**Given passage**
***

The new Medical Termination of Pregnancy (Amendment) Act 2021 ensures universal access to comprehensive treatment by expanding access to safe and legal abortion services on therapeutic, eugenic, humanitarian, and social grounds. The new law, which took effect on March 25, 2021, will help to achieve the Sustainable Development Goals (SDGs) 3.1, 3.7, and 5.6 by reducing preventable maternal mortality.

The revisions take into account developments in medical technology, simplify provider requirements, raise the upper gestation limit for termination of pregnancy under certain circumstances, and abolish the gestation restriction for situations that potentially put a strain on the health system. The purpose is to provide access to complete abortion care for women who require safe and high-quality services without jeopardising their dignity, autonomy, confidentiality, or fairness.

  • Increasing the upper gestation limit for particular categories of women, such as rape survivors, incest victims, and other vulnerable women, from 20 to 24 weeks (differently abled women, minors, among others).
  • For the termination of a pregnancy up to 20 weeks of gestation, one provider's opinion is required. For the termination of a pregnancy between 20 and 24 weeks of gestation, two physicians' opinions are required.
  • In cases of significant foetal anomalies diagnosed by a Medical Board, the upper gestation restriction will not apply.
  • Clause of non-disclosure. The identity and other personal information of a woman whose pregnancy has been terminated can only be given to a person who has been granted permission by the court.
  • MTP services were extended to unmarried women under the failure of contraceptive provision to give access to safe abortion based on a woman's choice, regardless of marital status.
  • Termination requires:

o One Registered Medical Practitioner's (RMP) opinion on pregnancy termination up to 20 weeks of gestation.

o Two RMPs' opinions on terminating a pregnancy that is 20-24 weeks gestation.

o If a pregnancy is terminated after 24 weeks due to significant foetal abnormalities, the opinion of a state-level medical board is required.

***

**Material supplied**
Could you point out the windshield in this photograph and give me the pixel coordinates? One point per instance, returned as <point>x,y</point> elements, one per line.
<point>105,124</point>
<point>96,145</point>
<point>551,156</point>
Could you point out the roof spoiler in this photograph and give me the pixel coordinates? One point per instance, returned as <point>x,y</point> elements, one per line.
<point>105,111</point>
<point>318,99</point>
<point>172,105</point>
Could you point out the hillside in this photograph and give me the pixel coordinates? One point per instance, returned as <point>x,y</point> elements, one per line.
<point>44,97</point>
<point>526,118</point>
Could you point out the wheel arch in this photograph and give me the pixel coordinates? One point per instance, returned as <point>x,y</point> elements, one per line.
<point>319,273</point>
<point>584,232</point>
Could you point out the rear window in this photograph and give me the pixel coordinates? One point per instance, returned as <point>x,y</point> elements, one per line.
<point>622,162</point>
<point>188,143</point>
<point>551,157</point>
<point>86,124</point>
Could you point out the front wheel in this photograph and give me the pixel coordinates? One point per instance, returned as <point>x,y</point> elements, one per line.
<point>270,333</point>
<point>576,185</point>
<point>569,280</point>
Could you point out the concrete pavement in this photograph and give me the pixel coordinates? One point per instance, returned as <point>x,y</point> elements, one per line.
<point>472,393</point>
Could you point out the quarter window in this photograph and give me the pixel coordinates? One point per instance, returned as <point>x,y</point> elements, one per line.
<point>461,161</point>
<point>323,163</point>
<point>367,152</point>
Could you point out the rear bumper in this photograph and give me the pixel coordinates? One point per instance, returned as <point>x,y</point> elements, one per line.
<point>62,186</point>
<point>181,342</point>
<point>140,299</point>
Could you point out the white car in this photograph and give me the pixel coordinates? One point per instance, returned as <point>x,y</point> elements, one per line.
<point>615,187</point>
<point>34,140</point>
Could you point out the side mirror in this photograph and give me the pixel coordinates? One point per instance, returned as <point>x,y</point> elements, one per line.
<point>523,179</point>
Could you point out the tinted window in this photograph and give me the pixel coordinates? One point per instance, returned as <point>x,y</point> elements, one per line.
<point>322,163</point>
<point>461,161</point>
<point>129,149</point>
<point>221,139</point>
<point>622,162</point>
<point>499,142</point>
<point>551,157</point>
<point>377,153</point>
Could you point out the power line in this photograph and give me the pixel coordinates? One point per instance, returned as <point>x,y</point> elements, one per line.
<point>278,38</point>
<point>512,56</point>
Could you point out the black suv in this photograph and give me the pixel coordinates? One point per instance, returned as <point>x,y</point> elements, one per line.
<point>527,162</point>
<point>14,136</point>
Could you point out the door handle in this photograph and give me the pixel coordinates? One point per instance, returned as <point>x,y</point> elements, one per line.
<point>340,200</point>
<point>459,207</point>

***

**What you will do**
Please extract the section of the passage on the Medical Termination of Pregnancy (Amendment) Act 2021 from "The revisions take" to "minors, among others).", copying it word for word.

**Answer area**
The revisions take into account developments in medical technology, simplify provider requirements, raise the upper gestation limit for termination of pregnancy under certain circumstances, and abolish the gestation restriction for situations that potentially put a strain on the health system. The purpose is to provide access to complete abortion care for women who require safe and high-quality services without jeopardising their dignity, autonomy, confidentiality, or fairness.

  • Increasing the upper gestation limit for particular categories of women, such as rape survivors, incest victims, and other vulnerable women, from 20 to 24 weeks (differently abled women, minors, among others).